▸ Alıştırma görevi A:
“Çöküş” filmini anlatan metinden "Aslında Goebbels pek" sözcükleriyle başlayıp "tanıdık geliyor mu?" sözcüklerine kadar süren kısmı hiç değiştirmeden yazın.

▸ Belge bölümü:
►

2004 yapım “Çöküş” filmi II. Dünya Savaşı sonlarında Alman ulusunun çöküşünü konu ediniyor.
Filmde, Sovyet askerlerinin Berlin'e girmesiyle beraber sokaklarda yaşanan kanlı çatışmalar, bu çatışmalarda Berlin'i savunmaya çalışan çocuk ve gençlerden oluşan gönüllü askerler, Adolf Hitler'in, Eva Braun ile sığınakta kıydığı nikâh ve intiharları anlatılır.
Nikâh sırasında memur, Eva Braun’a ARYAN ırktan mısınız? diye sorar ve kimlik ister. Neyse ki Hitler’in propaganda bakanı Dr. Joseph Goebbels yanı başındadır ve nikâh memurunu “ Karşında Füfrer var.”diyerek uyarır.
Aslında Goebbels pek de Ari ırka benzemez. Bir kere esmerdir. Bir ayağı aksar. Kafası vücuduna göre orantısızdır ancak Ari ırkın ve Hitler’in en büyük savunucusudur.
Goebbels çok etkili bir hatiptir. Bütün basın yayın organları elinde olduğu için Kızıl Ordu Berlin’e girene kadar Almanların savaşı kazandıklarını sanmalarınısağlamıştır. Generaller sivil halk zarar görmesin diye şehri boşaltmayı önerdiklerinde buna izin vermemiş,%53 oyla seçilmiş olmanın dayanılmaz hafifliğiyle “Bu halk bizi seçti, yaptıklarımızı destekledi şimdi de sonuçlarına katlanacaklar.” Demiştir.
Filmde Adolf Hitler’i selamlayan herkes Ona “Führerim” diye hitap eder. Führer, “lider” anlamına gelen unvanıdır ve Führer, “tek halk, tek imparatorluk ve tek lider” ilkesinin gereklerini yerine getirmekle sorumludur. Bu slogan bir yerden tanıdık geliyor mu?
Hitler, son günlerinde Berlin'deki sığınakta Kızıl Ordu’nun kuşatması tüm hızıyla devam ederken karşıkoyma kapasiteleri kalmadığı ancak yenilgiyi de kabul edemediği için generallerini azarlar. Lise 1 terk olan Adolf Hitler:
“Harp Akademisinde yıllar geçirdiler diye kendilerine general diyorlar. Yıllar boyunca yoluma taş koymaktan başka bir şey yapmadınız. Beni engellediniz. Yıllar önce bütün yüksek rütbeli askerleri idam ettirseymişim ne güzel olurmuş. Tıpkı Stalin’in yaptığı gibi! Ben hiç akademiye gitmedim ama kendi başıma tamamen kendi başıma bütün Avrupa’yı fethettim.” der.

◄

(Bir veri kümesinden alıntı)
►

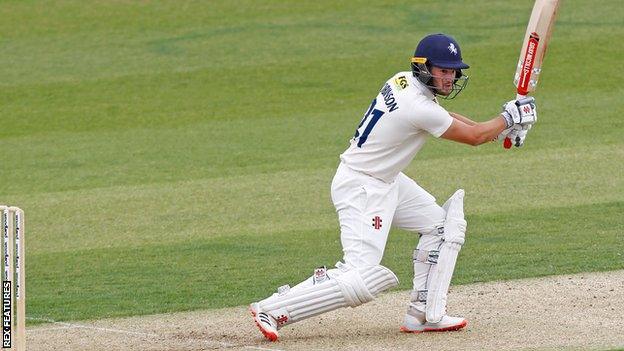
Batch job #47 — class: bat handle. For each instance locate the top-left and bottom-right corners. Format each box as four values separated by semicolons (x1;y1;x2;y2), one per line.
503;93;526;149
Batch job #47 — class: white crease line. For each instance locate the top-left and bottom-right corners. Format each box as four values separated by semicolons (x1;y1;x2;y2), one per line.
26;317;283;351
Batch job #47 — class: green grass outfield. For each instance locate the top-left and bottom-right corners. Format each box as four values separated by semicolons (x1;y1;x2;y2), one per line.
0;0;624;320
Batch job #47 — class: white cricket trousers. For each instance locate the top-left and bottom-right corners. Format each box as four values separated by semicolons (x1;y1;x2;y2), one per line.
331;163;445;268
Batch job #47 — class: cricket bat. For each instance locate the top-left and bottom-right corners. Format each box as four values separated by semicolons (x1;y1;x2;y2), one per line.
503;0;559;149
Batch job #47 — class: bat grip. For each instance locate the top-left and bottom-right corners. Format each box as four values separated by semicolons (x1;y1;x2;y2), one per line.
503;93;527;149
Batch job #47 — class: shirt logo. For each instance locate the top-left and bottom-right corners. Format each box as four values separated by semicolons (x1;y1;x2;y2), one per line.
373;216;382;230
448;43;457;55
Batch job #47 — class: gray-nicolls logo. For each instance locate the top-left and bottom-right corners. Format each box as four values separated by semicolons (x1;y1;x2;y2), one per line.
448;43;457;55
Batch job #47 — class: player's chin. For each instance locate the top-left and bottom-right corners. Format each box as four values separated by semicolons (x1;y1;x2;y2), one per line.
437;89;453;96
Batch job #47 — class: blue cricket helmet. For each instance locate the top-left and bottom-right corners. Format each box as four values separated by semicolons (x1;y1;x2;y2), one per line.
414;33;470;70
411;33;470;99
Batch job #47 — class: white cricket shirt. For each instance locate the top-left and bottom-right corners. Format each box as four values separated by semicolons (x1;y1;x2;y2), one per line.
340;72;453;183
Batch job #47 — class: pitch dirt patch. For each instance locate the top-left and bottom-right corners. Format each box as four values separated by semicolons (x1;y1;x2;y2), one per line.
27;270;624;351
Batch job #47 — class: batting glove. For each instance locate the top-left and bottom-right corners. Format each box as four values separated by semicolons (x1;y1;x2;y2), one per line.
501;96;537;129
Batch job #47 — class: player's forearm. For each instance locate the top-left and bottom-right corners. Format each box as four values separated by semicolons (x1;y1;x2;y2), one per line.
471;116;506;146
449;112;477;126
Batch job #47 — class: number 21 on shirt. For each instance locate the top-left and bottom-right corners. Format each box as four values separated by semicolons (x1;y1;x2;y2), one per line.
353;99;385;147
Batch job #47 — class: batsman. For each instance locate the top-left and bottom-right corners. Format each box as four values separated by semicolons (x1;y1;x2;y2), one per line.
250;34;537;341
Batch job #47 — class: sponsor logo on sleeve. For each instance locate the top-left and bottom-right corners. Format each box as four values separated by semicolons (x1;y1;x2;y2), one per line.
394;76;407;90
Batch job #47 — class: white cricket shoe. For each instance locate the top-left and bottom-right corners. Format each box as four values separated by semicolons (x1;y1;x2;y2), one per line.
249;302;279;341
401;308;468;333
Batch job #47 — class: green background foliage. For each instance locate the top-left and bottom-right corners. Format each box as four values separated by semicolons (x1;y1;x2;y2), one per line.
0;0;624;320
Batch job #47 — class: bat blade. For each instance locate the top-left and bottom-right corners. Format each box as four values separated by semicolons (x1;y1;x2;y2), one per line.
503;0;559;149
514;0;559;96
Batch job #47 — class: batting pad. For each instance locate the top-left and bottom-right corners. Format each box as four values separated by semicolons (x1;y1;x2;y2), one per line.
259;265;399;327
427;189;466;323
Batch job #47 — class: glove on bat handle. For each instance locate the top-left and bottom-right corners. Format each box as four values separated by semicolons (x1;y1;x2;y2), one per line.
503;94;527;149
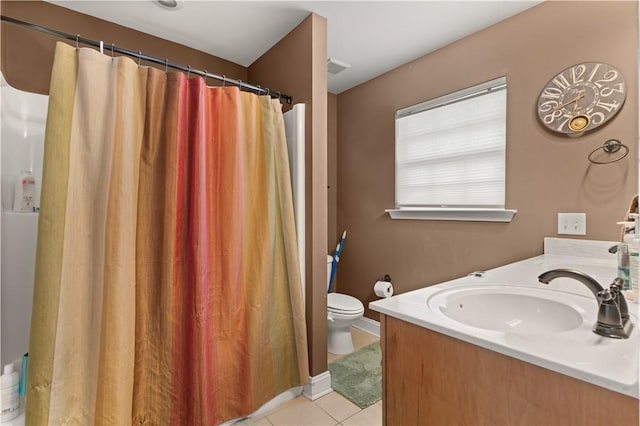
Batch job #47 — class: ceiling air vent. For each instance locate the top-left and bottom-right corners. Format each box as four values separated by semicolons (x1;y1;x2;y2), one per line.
327;58;351;74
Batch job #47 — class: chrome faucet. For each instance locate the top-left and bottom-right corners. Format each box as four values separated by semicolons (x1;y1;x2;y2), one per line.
538;269;633;339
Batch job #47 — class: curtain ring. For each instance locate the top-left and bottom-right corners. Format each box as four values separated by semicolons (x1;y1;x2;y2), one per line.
588;139;629;164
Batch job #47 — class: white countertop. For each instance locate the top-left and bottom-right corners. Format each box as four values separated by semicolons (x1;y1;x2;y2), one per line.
369;238;640;398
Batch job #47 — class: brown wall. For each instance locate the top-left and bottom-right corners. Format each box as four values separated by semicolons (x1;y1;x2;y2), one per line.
337;1;638;318
249;14;327;376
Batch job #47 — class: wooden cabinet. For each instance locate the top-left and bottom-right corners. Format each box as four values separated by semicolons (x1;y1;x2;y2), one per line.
380;315;639;426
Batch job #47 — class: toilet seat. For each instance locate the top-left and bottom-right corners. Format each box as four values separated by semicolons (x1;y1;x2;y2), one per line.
327;293;364;315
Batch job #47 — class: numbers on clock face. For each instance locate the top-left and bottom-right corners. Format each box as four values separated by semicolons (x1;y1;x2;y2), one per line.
538;62;626;134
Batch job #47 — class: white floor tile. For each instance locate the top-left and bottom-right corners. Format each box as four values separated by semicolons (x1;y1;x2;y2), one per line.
315;392;360;422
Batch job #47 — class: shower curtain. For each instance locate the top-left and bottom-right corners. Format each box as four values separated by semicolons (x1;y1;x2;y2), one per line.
26;43;308;425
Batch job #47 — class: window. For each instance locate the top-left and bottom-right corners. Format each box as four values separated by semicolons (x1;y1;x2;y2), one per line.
388;77;515;221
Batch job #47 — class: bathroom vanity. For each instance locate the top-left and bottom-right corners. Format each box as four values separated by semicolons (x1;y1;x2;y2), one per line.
370;238;640;426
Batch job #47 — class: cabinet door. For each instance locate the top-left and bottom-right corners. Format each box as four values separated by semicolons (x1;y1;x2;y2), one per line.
380;315;638;426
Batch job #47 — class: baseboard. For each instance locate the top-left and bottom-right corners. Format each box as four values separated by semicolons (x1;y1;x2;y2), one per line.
250;386;303;417
302;370;333;401
353;317;380;337
220;386;302;426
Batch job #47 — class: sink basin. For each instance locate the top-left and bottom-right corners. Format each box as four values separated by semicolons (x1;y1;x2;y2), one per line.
428;285;596;334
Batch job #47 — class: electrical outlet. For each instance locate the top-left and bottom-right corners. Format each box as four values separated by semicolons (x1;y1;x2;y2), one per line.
558;213;587;235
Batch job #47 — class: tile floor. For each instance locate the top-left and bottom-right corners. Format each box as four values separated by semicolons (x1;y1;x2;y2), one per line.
239;328;382;426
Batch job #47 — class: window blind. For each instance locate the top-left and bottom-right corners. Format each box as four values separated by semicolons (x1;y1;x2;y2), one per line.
396;77;506;208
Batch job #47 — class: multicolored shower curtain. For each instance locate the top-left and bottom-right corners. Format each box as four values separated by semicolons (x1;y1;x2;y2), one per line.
26;43;308;425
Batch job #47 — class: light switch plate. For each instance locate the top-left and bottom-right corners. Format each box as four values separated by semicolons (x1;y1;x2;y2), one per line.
558;213;587;235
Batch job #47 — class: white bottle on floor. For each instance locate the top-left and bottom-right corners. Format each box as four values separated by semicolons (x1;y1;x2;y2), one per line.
0;364;20;423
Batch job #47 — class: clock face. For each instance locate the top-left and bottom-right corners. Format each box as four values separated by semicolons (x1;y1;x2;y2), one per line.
538;62;627;135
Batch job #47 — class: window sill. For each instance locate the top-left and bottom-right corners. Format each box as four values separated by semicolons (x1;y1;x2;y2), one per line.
385;207;518;222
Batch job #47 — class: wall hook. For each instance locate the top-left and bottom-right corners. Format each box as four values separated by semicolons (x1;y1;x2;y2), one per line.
588;139;629;164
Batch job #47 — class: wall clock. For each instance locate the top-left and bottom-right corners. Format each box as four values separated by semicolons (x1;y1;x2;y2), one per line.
538;62;627;136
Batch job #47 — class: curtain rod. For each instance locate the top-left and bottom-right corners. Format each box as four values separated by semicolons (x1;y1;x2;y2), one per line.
0;15;292;104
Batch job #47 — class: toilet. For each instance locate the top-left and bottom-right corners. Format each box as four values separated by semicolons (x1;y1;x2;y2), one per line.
327;256;364;355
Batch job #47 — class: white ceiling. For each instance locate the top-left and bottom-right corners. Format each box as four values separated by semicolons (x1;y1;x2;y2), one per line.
49;0;542;93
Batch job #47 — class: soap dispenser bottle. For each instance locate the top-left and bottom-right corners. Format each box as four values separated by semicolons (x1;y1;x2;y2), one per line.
13;170;36;212
624;213;640;301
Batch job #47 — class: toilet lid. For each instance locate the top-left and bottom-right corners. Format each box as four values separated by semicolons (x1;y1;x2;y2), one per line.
327;293;364;312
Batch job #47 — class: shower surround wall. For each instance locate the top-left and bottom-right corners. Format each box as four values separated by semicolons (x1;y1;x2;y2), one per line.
0;75;48;367
0;1;327;386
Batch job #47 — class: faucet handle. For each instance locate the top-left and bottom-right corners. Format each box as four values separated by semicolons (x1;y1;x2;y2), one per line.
596;288;615;302
609;277;624;292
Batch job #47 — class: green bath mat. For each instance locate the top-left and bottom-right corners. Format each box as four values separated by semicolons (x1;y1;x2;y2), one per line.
329;342;382;408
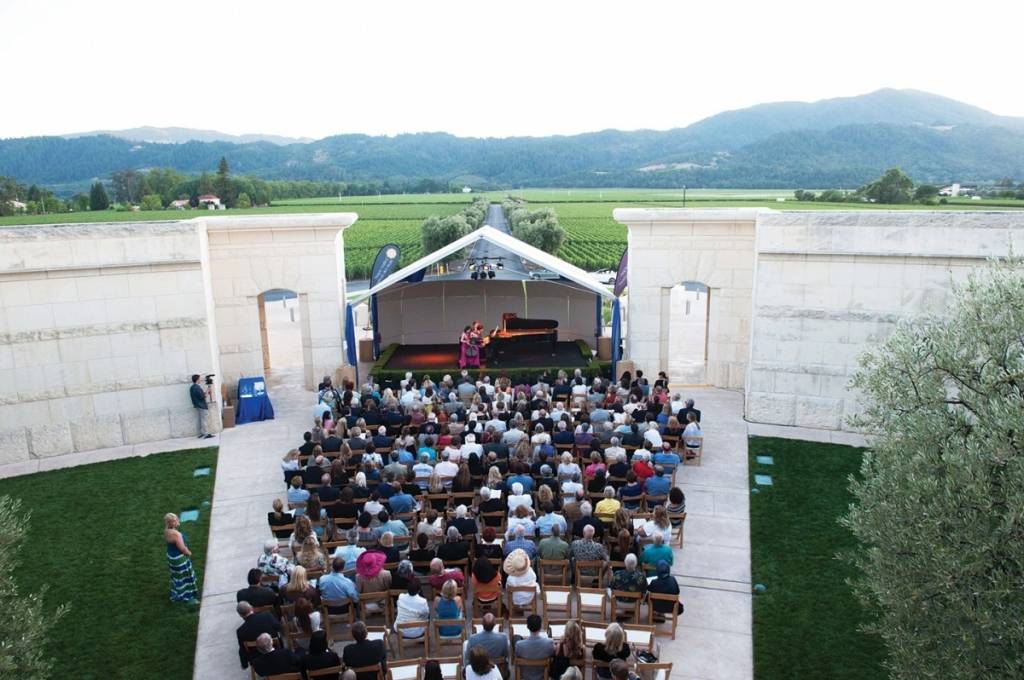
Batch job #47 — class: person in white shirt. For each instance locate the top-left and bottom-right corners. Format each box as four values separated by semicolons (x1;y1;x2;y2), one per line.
434;449;459;477
460;434;483;459
643;421;663;449
508;481;534;516
394;578;430;640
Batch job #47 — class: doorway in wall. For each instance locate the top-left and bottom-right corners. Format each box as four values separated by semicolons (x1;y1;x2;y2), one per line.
256;289;306;384
664;281;712;385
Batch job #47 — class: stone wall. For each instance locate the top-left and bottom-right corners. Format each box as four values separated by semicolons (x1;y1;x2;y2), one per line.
0;213;356;464
614;204;1024;429
613;208;760;389
0;222;213;463
745;210;1024;429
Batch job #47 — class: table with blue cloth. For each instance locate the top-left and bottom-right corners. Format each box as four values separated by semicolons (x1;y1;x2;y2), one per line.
234;376;273;425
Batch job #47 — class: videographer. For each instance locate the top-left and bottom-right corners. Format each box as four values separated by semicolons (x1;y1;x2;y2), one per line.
188;373;213;439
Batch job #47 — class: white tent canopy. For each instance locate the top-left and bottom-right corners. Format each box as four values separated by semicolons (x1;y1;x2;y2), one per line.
350;224;614;304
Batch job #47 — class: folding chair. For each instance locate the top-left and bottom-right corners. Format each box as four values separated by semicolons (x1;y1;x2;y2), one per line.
387;659;419;680
541;586;572;618
434;655;462;680
388;621;430;667
575;559;604;588
321;597;355;645
623;624;657;656
609;590;643;624
359;590;391;627
350;664;384;680
430;619;466;653
647;593;679;640
575;588;608;621
637;663;672;680
537;558;569;589
669;512;686;548
515;657;550;680
683;435;703;465
505;586;537;614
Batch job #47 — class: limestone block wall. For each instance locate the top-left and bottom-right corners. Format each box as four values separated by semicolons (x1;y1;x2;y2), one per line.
201;213;356;389
0;222;216;464
745;211;1024;429
613;208;761;389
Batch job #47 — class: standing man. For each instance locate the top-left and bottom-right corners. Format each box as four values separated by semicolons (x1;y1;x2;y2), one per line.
188;373;213;439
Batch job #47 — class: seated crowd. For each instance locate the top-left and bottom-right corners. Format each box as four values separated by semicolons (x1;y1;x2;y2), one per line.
237;371;702;680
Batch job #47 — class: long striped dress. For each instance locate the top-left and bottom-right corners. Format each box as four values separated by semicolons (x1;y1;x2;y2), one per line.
167;534;199;602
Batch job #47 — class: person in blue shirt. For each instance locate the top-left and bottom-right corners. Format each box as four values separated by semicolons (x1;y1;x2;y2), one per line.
646;465;672;496
316;556;359;613
505;463;534;494
537;501;568;537
388;482;416;514
651;441;682;471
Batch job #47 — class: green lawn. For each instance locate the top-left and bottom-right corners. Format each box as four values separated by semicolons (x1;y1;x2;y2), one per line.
0;449;217;680
750;437;886;680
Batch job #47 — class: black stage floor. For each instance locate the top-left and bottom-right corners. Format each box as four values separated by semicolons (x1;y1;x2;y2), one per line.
384;342;587;371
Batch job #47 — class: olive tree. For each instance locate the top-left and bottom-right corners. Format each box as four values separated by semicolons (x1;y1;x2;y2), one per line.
0;496;65;680
843;260;1024;680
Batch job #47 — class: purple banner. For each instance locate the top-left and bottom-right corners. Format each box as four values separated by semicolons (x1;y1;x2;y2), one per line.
611;249;630;297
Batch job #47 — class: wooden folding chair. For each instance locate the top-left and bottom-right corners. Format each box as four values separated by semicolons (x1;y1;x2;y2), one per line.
575;588;608;621
348;664;384;680
321;597;355;645
514;657;550;680
574;559;605;588
647;593;679;640
541;586;572;618
537;558;569;589
387;659;419;680
389;621;430;666
623;624;657;656
609;590;643;624
434;654;462;680
669;512;686;548
683;435;703;465
637;663;672;680
306;666;342;680
505;586;537;615
359;590;391;627
430;619;466;653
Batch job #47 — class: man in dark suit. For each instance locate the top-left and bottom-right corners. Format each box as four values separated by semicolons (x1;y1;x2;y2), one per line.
676;399;700;423
341;621;387;680
234;569;278;607
302;456;325;484
252;633;302;678
234;601;281;669
299;432;315;456
321;430;341;454
316;472;341;503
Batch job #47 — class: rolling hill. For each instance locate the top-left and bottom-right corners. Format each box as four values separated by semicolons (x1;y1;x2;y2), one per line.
0;89;1024;192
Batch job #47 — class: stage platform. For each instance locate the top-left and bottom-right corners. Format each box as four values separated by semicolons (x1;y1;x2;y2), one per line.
383;342;591;372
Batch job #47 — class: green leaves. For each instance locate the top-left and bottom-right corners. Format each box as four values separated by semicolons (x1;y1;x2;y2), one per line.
844;261;1024;678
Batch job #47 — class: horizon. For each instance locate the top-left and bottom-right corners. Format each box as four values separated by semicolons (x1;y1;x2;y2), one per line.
0;0;1024;139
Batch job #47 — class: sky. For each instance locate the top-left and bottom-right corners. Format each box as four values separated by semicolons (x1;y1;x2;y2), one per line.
0;0;1024;138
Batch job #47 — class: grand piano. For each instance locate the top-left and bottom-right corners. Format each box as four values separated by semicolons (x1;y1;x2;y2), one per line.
483;312;558;363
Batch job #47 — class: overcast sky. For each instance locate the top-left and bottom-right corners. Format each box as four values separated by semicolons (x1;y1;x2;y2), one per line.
0;0;1024;137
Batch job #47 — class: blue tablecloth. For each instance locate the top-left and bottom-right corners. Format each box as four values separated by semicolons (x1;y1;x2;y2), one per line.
234;376;273;425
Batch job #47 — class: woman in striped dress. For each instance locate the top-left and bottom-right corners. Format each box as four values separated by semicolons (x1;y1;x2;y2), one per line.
164;512;199;603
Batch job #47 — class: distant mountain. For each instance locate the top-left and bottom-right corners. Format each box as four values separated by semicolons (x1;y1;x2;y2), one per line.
6;90;1024;193
60;126;313;146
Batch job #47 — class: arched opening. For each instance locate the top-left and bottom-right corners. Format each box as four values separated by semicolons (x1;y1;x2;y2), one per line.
663;281;711;385
256;289;312;384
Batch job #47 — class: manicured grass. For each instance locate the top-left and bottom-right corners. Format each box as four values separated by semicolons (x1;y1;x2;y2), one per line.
750;437;886;680
0;449;217;680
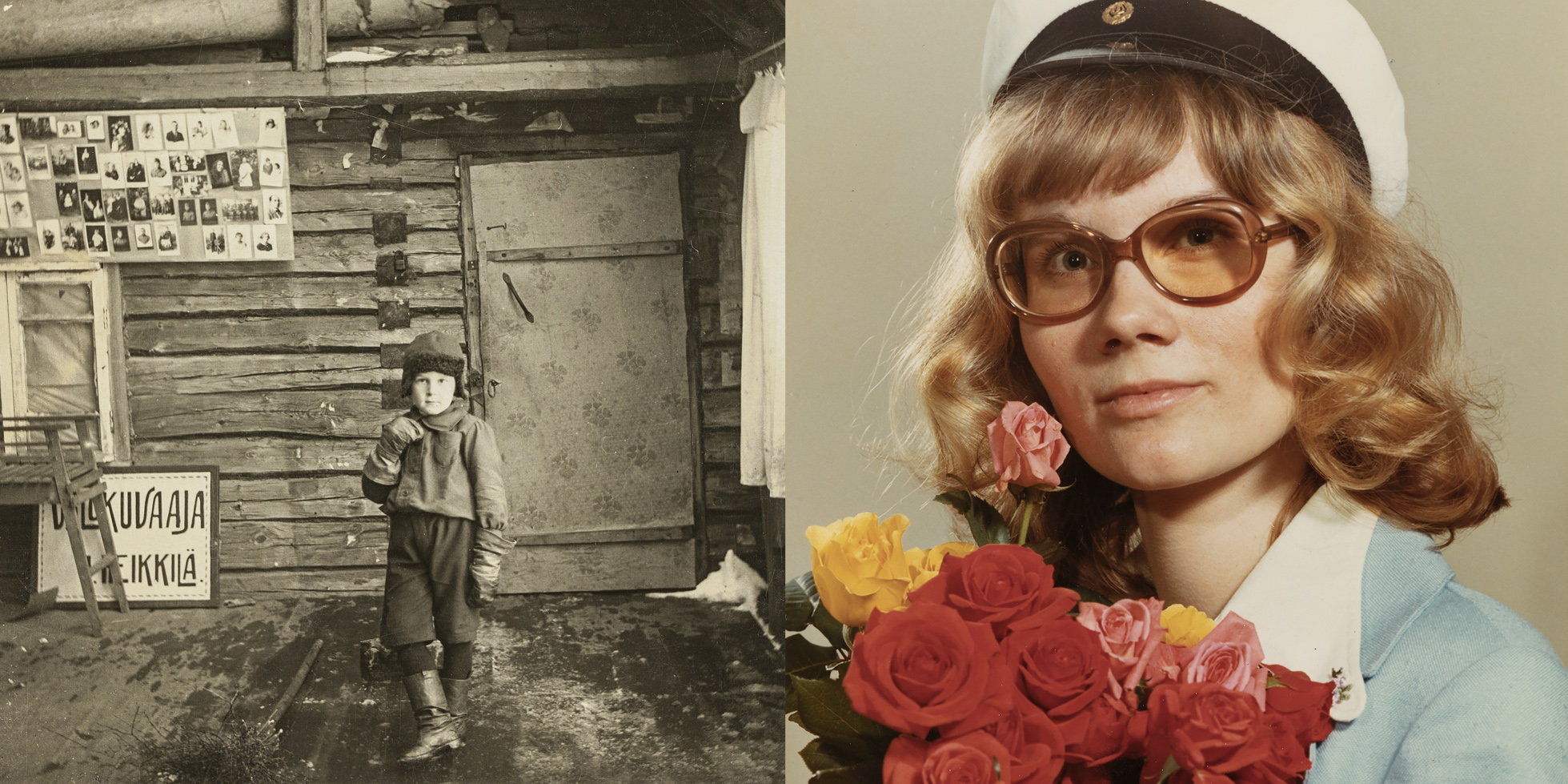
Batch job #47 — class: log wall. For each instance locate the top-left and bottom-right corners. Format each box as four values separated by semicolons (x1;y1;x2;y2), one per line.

◄

▸ Alıştırma görevi B:
Kayıtlarda "cabinet" sözcüğünün geçtiği bütün satırları bulun ve her birini olduğu gibi aktarın.

▸ Yanıt A:
Aslında Goebbels pek de Ari ırka benzemez. Bir kere esmerdir. Bir ayağı aksar. Kafası vücuduna göre orantısızdır ancak Ari ırkın ve Hitler’in en büyük savunucusudur.
Goebbels çok etkili bir hatiptir. Bütün basın yayın organları elinde olduğu için Kızıl Ordu Berlin’e girene kadar Almanların savaşı kazandıklarını sanmalarınısağlamıştır. Generaller sivil halk zarar görmesin diye şehri boşaltmayı önerdiklerinde buna izin vermemiş,%53 oyla seçilmiş olmanın dayanılmaz hafifliğiyle “Bu halk bizi seçti, yaptıklarımızı destekledi şimdi de sonuçlarına katlanacaklar.” Demiştir.
Filmde Adolf Hitler’i selamlayan herkes Ona “Führerim” diye hitap eder. Führer, “lider” anlamına gelen unvanıdır ve Führer, “tek halk, tek imparatorluk ve tek lider” ilkesinin gereklerini yerine getirmekle sorumludur. Bu slogan bir yerden tanıdık geliyor mu?

▸ Yanıt B:
Batch job #47 — class: wooden cabinet. For each instance locate the top-left and bottom-right corners. Format each box as four values separated by semicolons (x1;y1;x2;y2), one per line.
Batch job #47 — class: cabinet door. For each instance locate the top-left and bottom-right corners. Format each box as four values separated by semicolons (x1;y1;x2;y2), one per line.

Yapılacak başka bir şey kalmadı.